Se não superarmos isso, efetivamente não vamos entender questões que dizem respeito não só a relações entre humanos, mas também a relações entre humanos e não humanos, como animais, plantas, artefatos e espíritos. Para isso é necessário até mesmo mais que a interdisciplinaridade, eu diria que é necessária uma transdisciplinaridade para que possamos superar não só as fronteiras das disciplinas existentes, mas uma fronteira fundamental que é a fronteira entre o conhecimento científico e não científico. Ou seja, se não juntarmos nossas pesquisas aos conhecimentos de ativistas, movimentos sociais, movimentos e conhecimentos indígenas – chamados de conhecimentos tradicionais –, nós não vamos conseguir entender o mundo contemporâneo.

 

 

IHU On-Line – Qual a importância de se defender esta pluralidade de visões de mundo em um contexto cuja escalada da direita radical visa justamente interditar esse debate?

Sergio Costa — O momento contemporâneo tornou ainda mais urgente superar as fronteiras entre disciplinas, entre conhecimento acadêmico e não acadêmico, no sentido de integrar movimentos sociais e ativismo político como formas legítimas, autênticas e originais de produção de conhecimento. Isto é, considerar isso no momento contemporâneo, não só no Brasil, mas em diferentes partes do mundo, em que parece que estamos vivendo um momento de caça às bruxas, de tudo o que foi construído como avanço em termos de maior igualdade entre pessoas de diferentes preferências, desde sexualidade até grupos étnicos e formas de vida. Ou seja, apesar de tudo o que foi feito no esforço de tornar o mundo mais igual, parece que, neste momento, estamos vivendo um retrocesso muito arriscado e perigoso. De fato, é muito preocupante voltarmos à situação de maior desigualdade, antes que tenhamos chegado a uma igualdade mais ampla e substantiva. Há o risco — e está havendo efetivamente — de retrocesso a uma situação de desigualdade que tínhamos antes dos avanços dos últimos anos e décadas.

 

IHU On-Line – Como Ivan Illich e seu conceito de convivialidade se inserem nesse contexto e nesse debate?

Sergio Costa — Ivan Illich [1] foi um pioneiro como filósofo, teólogo e educador austríaco, mas que viveu em diferentes partes do mundo. Ele realizou um trabalho importante na cidade de Cuernavaca, no México, onde existia um centro intercultural de documentação em que se reuniam versões e movimentos intelectuais progressistas de diversas partes do mundo no final dos anos 1960 e começo dos anos 1970. Então foi, naquele momento, um centro em que se juntava o que havia de mais progressista e interessante acontecendo na Europa com o que havia de mais interessante e progressista ocorrendo na América Latina e nas Américas naquela ocasião.

CONJUNTO DE REGISTROS:
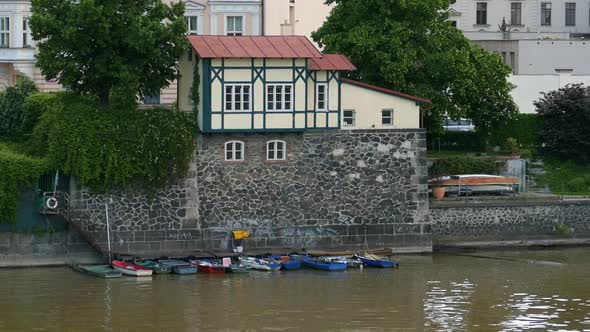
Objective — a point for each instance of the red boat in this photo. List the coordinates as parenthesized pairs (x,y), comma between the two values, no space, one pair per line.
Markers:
(131,269)
(209,267)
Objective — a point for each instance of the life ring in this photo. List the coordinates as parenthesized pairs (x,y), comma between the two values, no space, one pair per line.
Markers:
(51,203)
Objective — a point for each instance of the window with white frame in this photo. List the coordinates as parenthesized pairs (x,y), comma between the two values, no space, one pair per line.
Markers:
(191,24)
(321,92)
(234,151)
(5,32)
(234,25)
(26,33)
(349,118)
(276,150)
(387,117)
(237,97)
(279,97)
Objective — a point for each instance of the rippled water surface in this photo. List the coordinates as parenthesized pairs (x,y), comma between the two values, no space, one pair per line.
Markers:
(427,293)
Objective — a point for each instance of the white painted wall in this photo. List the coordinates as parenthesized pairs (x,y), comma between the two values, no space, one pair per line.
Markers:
(529,88)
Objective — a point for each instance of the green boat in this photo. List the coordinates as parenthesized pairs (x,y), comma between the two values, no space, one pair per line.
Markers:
(102,271)
(155,266)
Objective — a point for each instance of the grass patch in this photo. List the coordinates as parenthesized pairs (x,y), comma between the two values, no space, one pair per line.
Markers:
(566,177)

ENUNCIADO:
Responda com base no texto extraído:
1. Que tipo de disciplinaridade é apontada como necessária para superar a fronteira entre conhecimento científico e não científico?
2. Em que cidade Ivan Illich realizou um trabalho importante?
3. Quais ocupações são atribuídas a Ivan Illich?

RESOLUÇÃO:
1. A transdisciplinaridade.
2. Em Cuernavaca, no México.
3. Filósofo, teólogo e educador.